**Aufgabenstellung 1**
Beantworte anhand des Textes über den Karl-Grübl-Weg 39-41:
(a) Wie viele Wohnungen hat die Anlage?
(b) In welchem Jahr wurde Wien ein selbstständiges Bundesland?
(c) Auf wie viele Quadratmeter wurde die Mindestgröße der Wohnungen angehoben?
**Aufgabenstellung 2**
Zeige jede Zeile der Datensätze, in der die Zeichenfolge „building“ vorkommt. Groß- und Kleinschreibung ist dabei zu beachten.

Karl-Grübl-Weg 39-41

Karl-Grübl-Weg 39-41, 1220 Wien

Baujahr: 1929-1953

Wohnungen: 26

Architekt: Franz Schuster, Franz Schacherl

Wohnen in Wien

Nach dem Ende des Ersten Weltkrieges wurde die Sozialdemokratie bestimmende Kraft im Wiener Rathaus. 1922 wurde Wien ein selbstständiges Bundesland. Damit war auch der Grundstein für das "Rote Wien" gelegt. Neben Reformen im Gesundheits- und Bildungswesen wurde 1923 ein umfangreiches Bauprogramm gestartet, um für die Bevölkerung menschenwürdige Wohnungen zu schaffen - hell, trocken, mit Wasserleitung und WC ausgestattet, waren sie ein krasser Gegensatz zu den Bassena-Wohnungen in den Mietskasernen. Wesentlicher Teil der Anlagen waren Gemeinschaftseinrichtungen wie Bäder, Kindergärten, Waschküchen, Mütterberatungsstellen, Ambulatorien, Tuberkulosestellen, Turnhallen, Bibliotheken etc. Die Stadt Wien errichtete in der Zwischenkriegszeit 63.000 Wohnungen.

Ab 1949 war der Wohnbau zahlenmäßig wieder auf dem Niveau des "Roten Wien" der Zwischenkriegszeit. Doch noch war die Bevölkerung verarmt und oft obdachlos. Kleine Duplex-Wohnungen, die später zusammengelegt werden konnten, linderten schließlich die Wohnungsnot. 1951 wurde Franz Jonas, Sohn einer Arbeiterfamilie, Bürgermeister von Wien. In seine Amtszeit fiel die rege Bautätigkeit im Rahmen des Projektes "Sozialer Städtebau" ab 1952. Das 8-Punkte-Programm hatte die Trennung von Wohn- und Gewerbebereichen, eine Auflockerung der Wohnbereiche sowie die Assanierung einzelner Viertel zum Ziel. Die standardmäßige Ausstattung der Wohnungen wurde verbessert - alle neu gebauten Wohnungen waren mit Badezimmern ausgestattet und die Mindestgröße wurde von 42 auf 55 Quadratmeter angehoben.

**Eingabedaten**
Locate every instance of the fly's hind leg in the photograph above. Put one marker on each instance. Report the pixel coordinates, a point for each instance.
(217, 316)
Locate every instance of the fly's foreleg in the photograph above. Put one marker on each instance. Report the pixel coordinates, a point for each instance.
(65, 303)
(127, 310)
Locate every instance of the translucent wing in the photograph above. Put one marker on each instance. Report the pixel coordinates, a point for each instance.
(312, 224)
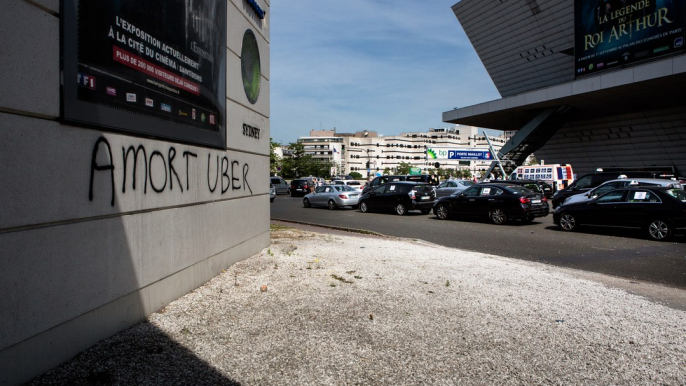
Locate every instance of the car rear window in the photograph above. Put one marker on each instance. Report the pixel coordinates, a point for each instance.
(423, 188)
(678, 194)
(519, 190)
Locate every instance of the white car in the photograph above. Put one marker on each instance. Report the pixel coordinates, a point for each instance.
(446, 188)
(352, 183)
(332, 197)
(620, 183)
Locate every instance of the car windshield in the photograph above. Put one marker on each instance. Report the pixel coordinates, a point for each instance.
(519, 190)
(678, 194)
(422, 188)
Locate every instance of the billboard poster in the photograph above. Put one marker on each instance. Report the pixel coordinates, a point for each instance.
(459, 154)
(614, 33)
(151, 66)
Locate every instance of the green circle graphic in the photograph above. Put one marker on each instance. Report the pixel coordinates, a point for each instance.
(250, 66)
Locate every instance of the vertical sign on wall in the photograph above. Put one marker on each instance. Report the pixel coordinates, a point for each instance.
(614, 33)
(156, 67)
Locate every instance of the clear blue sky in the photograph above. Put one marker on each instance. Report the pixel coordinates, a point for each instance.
(389, 66)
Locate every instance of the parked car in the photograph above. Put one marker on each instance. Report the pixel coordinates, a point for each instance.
(399, 196)
(381, 180)
(332, 196)
(532, 185)
(591, 180)
(497, 202)
(446, 188)
(272, 192)
(656, 210)
(353, 183)
(543, 186)
(282, 187)
(620, 183)
(300, 187)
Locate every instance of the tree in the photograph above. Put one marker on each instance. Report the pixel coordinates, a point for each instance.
(298, 164)
(274, 159)
(403, 168)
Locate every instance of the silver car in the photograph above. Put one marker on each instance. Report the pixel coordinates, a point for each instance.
(282, 187)
(332, 197)
(446, 188)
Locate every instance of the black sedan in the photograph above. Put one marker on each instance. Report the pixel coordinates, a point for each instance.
(497, 202)
(657, 210)
(400, 197)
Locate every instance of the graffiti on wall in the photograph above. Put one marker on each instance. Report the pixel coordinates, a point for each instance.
(166, 170)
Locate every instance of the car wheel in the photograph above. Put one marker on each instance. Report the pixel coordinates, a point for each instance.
(568, 222)
(659, 230)
(498, 216)
(442, 212)
(528, 219)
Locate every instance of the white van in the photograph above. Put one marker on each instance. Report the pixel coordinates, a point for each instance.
(558, 175)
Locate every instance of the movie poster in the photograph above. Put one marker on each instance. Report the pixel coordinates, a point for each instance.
(614, 33)
(161, 59)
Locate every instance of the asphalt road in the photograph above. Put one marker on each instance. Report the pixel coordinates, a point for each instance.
(619, 252)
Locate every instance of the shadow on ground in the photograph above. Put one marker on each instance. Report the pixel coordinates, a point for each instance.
(141, 355)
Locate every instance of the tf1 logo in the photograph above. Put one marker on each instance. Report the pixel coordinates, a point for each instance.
(85, 80)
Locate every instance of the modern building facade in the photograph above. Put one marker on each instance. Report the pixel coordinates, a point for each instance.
(134, 162)
(351, 151)
(595, 84)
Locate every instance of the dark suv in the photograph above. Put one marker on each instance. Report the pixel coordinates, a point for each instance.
(590, 181)
(300, 187)
(400, 197)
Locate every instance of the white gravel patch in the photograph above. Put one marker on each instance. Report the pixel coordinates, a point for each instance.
(346, 310)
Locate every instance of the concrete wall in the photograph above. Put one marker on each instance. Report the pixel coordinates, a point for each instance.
(651, 138)
(75, 269)
(520, 42)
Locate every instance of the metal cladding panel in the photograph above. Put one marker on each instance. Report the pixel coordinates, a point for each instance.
(520, 41)
(651, 138)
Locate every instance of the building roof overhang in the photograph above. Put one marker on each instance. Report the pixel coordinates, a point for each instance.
(660, 84)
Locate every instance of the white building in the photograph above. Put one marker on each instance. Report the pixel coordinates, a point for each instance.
(350, 152)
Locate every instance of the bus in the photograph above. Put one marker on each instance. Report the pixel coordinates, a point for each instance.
(559, 176)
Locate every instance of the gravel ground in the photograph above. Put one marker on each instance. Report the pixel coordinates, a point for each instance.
(317, 309)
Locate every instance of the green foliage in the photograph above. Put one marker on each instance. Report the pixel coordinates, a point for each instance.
(403, 168)
(274, 159)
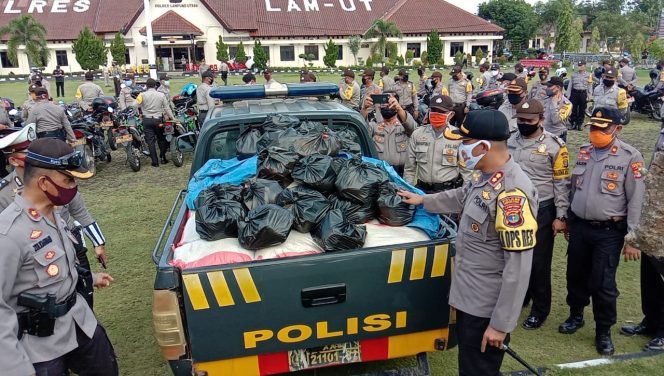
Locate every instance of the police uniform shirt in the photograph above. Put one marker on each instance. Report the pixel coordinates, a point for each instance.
(545, 160)
(86, 92)
(494, 244)
(433, 158)
(557, 114)
(608, 183)
(37, 257)
(392, 140)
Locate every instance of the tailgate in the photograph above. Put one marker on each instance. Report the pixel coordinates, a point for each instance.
(306, 302)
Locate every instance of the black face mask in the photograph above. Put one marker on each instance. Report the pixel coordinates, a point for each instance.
(514, 98)
(527, 129)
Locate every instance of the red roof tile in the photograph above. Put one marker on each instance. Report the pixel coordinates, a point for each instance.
(171, 23)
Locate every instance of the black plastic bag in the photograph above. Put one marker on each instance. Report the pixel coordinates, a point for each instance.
(265, 226)
(359, 182)
(308, 206)
(316, 171)
(354, 212)
(277, 164)
(218, 219)
(336, 233)
(246, 145)
(219, 191)
(392, 211)
(259, 192)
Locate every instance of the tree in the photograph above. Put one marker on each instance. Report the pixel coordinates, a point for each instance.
(118, 49)
(434, 46)
(241, 56)
(515, 16)
(331, 54)
(222, 50)
(90, 50)
(382, 30)
(355, 43)
(26, 31)
(260, 56)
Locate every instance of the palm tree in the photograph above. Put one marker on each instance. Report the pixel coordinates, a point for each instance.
(26, 31)
(382, 30)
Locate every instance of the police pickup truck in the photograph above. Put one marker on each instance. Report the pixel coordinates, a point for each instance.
(290, 314)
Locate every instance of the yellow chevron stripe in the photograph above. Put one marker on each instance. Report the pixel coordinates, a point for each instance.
(419, 263)
(220, 288)
(192, 283)
(247, 286)
(440, 260)
(396, 266)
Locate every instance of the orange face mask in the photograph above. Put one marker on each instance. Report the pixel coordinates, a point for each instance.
(438, 119)
(600, 139)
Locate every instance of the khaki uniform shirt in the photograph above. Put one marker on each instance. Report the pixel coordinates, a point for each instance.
(545, 160)
(48, 116)
(608, 183)
(494, 245)
(154, 104)
(433, 158)
(392, 140)
(556, 115)
(38, 257)
(86, 93)
(460, 91)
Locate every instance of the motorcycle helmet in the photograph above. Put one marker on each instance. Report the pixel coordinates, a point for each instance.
(490, 99)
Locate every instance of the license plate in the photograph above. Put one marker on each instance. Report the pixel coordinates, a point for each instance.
(316, 357)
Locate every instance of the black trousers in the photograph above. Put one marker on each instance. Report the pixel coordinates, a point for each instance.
(93, 357)
(539, 288)
(60, 86)
(155, 134)
(472, 361)
(593, 255)
(579, 99)
(652, 295)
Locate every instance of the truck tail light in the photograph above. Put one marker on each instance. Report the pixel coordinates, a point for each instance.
(168, 324)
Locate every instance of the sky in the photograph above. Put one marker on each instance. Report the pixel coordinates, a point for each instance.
(471, 5)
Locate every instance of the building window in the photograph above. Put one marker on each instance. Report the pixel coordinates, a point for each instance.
(287, 53)
(456, 47)
(311, 50)
(416, 48)
(61, 58)
(4, 60)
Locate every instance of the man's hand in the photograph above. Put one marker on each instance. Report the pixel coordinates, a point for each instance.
(103, 280)
(631, 253)
(493, 337)
(411, 198)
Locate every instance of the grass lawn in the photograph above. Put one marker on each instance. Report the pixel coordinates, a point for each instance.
(132, 207)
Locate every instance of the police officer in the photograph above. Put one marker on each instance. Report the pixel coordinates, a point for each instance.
(46, 327)
(155, 109)
(538, 91)
(578, 89)
(606, 197)
(491, 268)
(391, 131)
(87, 92)
(14, 144)
(517, 93)
(433, 150)
(543, 156)
(203, 99)
(51, 119)
(557, 108)
(461, 92)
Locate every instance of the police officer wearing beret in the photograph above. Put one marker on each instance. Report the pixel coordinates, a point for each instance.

**Fertige Antwort 1**
(a) 26
(b) 1922
(c) Auf 55 Quadratmeter

**Fertige Antwort 2**
Locate every instance of the modern building facade in the photograph above. Put one marker on each instance. Report the pixel coordinates, a point for each instance.
Locate every instance of the building roof overhang in the photograph above. Put one marker on each instance. Report the pixel coordinates, a point for each instance.
Locate every instance of the white building in the photograph above. Put one marker on each instance. Report the pixel coordinates, a point for each instance.
Locate every instance of the building window in the photograph above. Put one marker on each instance. Report the pixel coordinates, a point for each instance.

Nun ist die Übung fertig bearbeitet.